INSTRUCTION 1:
Count the rows that contain the word "vest" and give only that number.

Do I Have to Report This Income?

by Daniel Packer on 14 March 2011 24 comments

Today we're going to play a game called "Do I Have to Report This Income?" It will teach us a little about tax filing requirements and present some interesting situations about what income is taxable and what can be left off a tax return.

When doing taxes, there are a ton of ways to get around reporting income. How can the IRS track cash transactions? Nobody will report a few items you sell online, right?

While it may be easy to hide some money from the government, there can be serious repercussions. If caught, it could cost you a lot more in the long-term. (See also: Top 10 Red Flags That Trigger IRS Audits)

So if you're one of those trustworthy folks and are trying to file your taxes properly, you should be aware of which income you have to report.

Ready to learn what you need to include as income on your taxes? The questions will get increasingly harder, but I think you will catch on fairly quickly.

1. I just received a W-2 from work. It lists all my earnings for the year. Do I have to report this income?

ITEMS:
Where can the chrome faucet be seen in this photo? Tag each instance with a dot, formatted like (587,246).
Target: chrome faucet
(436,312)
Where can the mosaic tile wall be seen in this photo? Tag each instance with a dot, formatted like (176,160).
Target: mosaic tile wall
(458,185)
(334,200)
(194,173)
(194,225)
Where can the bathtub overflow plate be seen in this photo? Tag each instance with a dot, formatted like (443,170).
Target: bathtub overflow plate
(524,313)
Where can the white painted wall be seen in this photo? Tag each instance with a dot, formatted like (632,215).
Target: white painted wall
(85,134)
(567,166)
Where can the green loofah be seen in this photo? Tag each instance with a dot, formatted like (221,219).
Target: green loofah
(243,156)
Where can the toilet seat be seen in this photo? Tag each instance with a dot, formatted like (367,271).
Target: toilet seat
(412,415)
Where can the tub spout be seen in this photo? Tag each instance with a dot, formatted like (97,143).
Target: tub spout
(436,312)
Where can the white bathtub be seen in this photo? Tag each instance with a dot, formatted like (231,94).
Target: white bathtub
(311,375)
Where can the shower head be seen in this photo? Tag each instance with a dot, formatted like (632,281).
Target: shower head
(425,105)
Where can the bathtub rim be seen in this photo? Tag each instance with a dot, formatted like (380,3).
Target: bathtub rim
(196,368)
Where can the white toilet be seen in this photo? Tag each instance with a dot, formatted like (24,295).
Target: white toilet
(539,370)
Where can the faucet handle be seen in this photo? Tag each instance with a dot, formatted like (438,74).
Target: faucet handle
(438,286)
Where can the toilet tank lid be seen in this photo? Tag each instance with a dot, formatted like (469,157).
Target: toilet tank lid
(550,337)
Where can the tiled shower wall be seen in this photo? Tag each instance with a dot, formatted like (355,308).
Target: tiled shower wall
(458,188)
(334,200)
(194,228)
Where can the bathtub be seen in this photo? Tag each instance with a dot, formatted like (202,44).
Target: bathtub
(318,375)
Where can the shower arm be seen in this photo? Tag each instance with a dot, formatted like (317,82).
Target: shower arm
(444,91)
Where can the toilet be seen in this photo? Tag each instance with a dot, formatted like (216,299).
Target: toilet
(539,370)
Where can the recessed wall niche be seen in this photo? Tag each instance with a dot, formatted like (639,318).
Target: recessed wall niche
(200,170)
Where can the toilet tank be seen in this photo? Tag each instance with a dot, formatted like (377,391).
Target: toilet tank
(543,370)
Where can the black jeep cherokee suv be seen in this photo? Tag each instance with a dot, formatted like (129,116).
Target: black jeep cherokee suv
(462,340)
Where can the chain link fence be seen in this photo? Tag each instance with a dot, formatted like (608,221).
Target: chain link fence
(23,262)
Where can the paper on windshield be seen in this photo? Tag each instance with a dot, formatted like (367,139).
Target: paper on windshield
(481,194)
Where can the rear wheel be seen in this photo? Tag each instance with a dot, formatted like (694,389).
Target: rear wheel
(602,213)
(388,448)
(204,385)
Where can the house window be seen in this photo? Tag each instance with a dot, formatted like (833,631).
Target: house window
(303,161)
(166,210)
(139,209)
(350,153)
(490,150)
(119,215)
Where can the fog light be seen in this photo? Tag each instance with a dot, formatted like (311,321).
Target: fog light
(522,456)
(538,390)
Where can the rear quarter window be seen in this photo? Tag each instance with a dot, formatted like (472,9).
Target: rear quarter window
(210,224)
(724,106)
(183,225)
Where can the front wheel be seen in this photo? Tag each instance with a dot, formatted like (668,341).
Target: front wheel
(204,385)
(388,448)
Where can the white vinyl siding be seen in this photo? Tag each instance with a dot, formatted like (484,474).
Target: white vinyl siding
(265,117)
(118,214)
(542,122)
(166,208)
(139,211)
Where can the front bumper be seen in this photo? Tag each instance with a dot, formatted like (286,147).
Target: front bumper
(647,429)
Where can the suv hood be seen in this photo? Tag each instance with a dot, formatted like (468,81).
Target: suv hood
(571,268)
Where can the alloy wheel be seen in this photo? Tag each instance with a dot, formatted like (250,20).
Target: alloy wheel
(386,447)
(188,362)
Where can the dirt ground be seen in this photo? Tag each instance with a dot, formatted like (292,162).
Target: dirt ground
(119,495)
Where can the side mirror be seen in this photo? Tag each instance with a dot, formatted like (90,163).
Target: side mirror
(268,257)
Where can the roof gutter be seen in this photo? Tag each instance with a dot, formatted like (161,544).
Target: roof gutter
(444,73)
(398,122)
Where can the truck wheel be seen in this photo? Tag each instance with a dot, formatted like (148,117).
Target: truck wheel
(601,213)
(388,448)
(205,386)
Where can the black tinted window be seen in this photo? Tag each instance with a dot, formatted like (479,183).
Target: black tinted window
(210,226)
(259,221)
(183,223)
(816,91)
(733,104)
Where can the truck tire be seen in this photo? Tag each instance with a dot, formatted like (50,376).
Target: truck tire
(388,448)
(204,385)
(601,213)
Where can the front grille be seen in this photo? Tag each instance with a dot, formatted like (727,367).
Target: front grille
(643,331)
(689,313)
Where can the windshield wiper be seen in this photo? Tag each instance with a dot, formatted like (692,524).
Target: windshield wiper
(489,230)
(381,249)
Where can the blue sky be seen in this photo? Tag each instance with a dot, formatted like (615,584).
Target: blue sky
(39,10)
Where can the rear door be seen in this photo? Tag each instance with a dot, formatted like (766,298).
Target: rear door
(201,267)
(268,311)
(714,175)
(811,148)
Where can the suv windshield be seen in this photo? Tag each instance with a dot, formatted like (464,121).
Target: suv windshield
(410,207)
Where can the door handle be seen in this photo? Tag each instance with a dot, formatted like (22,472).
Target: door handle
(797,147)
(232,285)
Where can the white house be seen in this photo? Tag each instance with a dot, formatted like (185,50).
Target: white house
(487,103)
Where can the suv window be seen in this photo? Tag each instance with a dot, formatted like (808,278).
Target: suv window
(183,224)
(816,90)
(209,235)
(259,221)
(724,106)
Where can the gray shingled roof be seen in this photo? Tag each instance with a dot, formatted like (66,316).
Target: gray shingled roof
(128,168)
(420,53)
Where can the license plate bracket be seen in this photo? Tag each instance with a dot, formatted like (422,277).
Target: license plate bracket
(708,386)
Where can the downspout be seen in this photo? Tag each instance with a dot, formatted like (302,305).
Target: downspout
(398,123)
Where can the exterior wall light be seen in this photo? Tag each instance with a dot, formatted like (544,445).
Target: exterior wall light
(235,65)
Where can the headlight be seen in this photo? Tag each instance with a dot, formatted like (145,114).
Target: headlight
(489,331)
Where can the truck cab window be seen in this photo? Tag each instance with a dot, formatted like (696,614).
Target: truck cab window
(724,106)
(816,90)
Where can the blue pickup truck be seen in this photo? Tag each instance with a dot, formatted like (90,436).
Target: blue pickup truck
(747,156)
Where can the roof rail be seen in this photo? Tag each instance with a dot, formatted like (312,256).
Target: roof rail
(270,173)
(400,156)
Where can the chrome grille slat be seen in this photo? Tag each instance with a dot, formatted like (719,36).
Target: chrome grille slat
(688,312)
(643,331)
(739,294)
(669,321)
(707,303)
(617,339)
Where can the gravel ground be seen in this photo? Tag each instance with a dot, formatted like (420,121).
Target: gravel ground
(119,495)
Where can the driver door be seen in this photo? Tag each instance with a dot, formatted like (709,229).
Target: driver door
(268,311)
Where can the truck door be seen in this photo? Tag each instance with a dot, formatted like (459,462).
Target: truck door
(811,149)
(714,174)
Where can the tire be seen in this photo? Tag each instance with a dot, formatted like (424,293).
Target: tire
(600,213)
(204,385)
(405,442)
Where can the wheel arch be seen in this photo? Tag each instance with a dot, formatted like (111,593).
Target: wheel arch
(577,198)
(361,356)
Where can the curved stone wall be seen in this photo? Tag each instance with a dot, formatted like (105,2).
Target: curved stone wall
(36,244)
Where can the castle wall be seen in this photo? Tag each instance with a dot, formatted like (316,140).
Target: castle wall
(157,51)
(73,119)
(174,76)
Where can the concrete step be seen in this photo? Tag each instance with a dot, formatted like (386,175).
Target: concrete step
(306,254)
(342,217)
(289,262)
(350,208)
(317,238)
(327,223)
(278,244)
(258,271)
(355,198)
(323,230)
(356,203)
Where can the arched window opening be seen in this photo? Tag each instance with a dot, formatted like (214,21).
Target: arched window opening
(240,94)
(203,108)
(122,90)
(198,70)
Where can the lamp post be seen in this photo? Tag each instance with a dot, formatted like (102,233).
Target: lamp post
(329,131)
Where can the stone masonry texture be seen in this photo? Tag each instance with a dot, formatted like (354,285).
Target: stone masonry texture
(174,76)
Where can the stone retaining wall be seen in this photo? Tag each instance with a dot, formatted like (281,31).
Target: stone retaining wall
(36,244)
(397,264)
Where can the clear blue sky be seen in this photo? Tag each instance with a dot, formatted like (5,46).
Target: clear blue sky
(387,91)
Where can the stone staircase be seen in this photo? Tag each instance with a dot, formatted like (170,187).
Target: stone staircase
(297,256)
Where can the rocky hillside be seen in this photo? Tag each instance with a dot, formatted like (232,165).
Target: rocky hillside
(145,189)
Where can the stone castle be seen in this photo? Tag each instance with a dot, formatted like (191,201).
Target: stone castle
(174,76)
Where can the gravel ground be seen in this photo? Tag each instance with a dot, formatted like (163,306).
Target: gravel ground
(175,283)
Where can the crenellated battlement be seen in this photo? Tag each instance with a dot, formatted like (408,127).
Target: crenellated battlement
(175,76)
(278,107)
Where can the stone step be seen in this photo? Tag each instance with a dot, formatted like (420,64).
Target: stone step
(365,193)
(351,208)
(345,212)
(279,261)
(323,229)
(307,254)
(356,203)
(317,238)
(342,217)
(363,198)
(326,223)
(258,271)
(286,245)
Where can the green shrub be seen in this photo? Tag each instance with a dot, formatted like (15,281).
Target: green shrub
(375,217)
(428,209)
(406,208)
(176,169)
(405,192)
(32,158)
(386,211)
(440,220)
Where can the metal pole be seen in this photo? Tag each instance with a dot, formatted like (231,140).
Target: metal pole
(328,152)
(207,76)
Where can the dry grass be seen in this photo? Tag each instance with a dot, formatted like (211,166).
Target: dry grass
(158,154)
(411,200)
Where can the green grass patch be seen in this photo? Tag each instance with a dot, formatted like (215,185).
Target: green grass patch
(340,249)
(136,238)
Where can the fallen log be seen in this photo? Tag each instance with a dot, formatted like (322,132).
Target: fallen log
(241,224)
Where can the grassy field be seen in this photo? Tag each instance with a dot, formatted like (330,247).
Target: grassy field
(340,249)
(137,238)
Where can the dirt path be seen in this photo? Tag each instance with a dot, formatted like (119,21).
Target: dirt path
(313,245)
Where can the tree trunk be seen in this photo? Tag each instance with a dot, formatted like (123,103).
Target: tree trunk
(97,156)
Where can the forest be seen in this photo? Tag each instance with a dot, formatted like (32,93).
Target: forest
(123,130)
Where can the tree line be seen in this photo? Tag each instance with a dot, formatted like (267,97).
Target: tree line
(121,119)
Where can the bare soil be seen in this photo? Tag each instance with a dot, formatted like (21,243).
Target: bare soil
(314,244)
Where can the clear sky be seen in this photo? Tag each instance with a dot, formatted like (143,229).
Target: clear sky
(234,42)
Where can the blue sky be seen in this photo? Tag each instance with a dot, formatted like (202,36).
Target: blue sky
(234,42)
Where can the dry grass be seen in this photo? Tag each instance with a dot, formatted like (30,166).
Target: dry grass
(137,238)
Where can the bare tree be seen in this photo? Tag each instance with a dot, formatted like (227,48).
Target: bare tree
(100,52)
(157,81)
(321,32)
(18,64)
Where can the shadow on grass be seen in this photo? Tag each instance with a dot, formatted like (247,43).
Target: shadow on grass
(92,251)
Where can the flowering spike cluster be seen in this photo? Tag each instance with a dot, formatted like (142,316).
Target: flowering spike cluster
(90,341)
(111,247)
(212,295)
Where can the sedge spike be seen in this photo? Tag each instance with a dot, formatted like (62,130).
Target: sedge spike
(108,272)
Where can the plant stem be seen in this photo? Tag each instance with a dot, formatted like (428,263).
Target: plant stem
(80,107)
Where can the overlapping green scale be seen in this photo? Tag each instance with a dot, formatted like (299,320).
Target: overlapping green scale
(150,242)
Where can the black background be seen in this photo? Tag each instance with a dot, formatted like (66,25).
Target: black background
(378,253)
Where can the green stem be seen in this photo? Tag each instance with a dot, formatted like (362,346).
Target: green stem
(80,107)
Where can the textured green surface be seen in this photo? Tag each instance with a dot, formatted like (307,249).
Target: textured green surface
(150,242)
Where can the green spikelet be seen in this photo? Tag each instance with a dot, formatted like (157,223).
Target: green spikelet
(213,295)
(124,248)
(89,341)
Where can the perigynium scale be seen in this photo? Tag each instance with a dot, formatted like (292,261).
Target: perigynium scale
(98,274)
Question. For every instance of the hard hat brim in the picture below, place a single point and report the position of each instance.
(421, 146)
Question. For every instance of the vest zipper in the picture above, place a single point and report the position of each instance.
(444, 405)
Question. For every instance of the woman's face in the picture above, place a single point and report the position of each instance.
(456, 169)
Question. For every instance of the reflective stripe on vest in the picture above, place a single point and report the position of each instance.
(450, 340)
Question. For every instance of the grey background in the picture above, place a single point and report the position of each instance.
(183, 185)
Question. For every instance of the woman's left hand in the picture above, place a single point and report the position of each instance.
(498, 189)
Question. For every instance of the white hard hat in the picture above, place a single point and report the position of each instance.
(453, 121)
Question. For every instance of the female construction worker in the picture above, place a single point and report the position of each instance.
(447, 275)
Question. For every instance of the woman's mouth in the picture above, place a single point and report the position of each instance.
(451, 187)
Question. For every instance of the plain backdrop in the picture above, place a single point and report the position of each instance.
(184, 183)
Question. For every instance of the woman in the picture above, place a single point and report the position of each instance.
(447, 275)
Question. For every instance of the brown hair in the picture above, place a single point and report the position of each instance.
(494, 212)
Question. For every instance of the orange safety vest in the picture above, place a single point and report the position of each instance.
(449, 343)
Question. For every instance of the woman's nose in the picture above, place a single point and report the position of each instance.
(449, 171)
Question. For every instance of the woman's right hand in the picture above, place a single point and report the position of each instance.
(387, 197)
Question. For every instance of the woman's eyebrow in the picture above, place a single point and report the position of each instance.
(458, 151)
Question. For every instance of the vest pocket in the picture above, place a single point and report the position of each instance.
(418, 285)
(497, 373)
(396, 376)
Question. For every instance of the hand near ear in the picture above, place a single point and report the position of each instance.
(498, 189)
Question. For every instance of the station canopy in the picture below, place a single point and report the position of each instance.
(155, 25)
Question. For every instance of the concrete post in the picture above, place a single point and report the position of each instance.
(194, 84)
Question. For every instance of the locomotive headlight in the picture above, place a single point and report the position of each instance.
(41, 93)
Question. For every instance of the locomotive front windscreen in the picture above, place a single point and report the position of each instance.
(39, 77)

INSTRUCTION 2:
In the tax article, what does the W-2 in the first question list?

WRITTEN ANSWER 1:
4

WRITTEN ANSWER 2:
All the earnings for the year.